:: SELECTED TEXT ::

Xillybus host application programming guide for Linux

6 Specific programming techniques

6.1 Seekable streams

A synchronous Xillybus stream can be configured to be seekable. The stream’s position is presented to the application logic in the FPGA in separate wires as an address, so interfacing memory arrays or registers in the FPGA is straightforward, as shown in the demo bundle and example code.

This feature is useful in particular for setting up control registers in the FPGA. The synchronous nature of the stream ensures that the register in the FPGA is set before the low-level I/O function returns.

The following code snippet demonstrates how to write len bytes of data to address address in the memory or register space in the FPGA, assuming that these two variables are previously set.

  int rc, sent;

  if (lseek(fd, address, SEEK_SET) < 0) {
    perror("Failed to seek");
    exit(1);
  }

  for (sent = 0; sent < len;) {
    rc = write(fd, buf + sent, len - sent);

     if ((rc < 0) && (errno == EINTR))
       continue;

     if (rc <= 0) {
       perror("Failed to write");
       exit(1);
     }

    sent += rc;
  }

fd is also assumed to be the value returned from a function call to open(), where the file was opened for write or read-write, and buf pointing to the buffer containing data to be written.

:::

Reproduce word for word the portion of the seekable-streams guide starting with "if ((rc < 0)" and going on through "to be written.".

:: PROVIDED MATERIAL ::

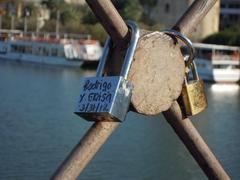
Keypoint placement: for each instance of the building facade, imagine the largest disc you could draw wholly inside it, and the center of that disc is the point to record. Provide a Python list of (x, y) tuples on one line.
[(230, 13), (167, 12)]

:::

== OUTPUT ==
if ((rc < 0) && (errno == EINTR))
       continue;

     if (rc <= 0) {
       perror("Failed to write");
       exit(1);
     }

    sent += rc;
  }

fd is also assumed to be the value returned from a function call to open(), where the file was opened for write or read-write, and buf pointing to the buffer containing data to be written.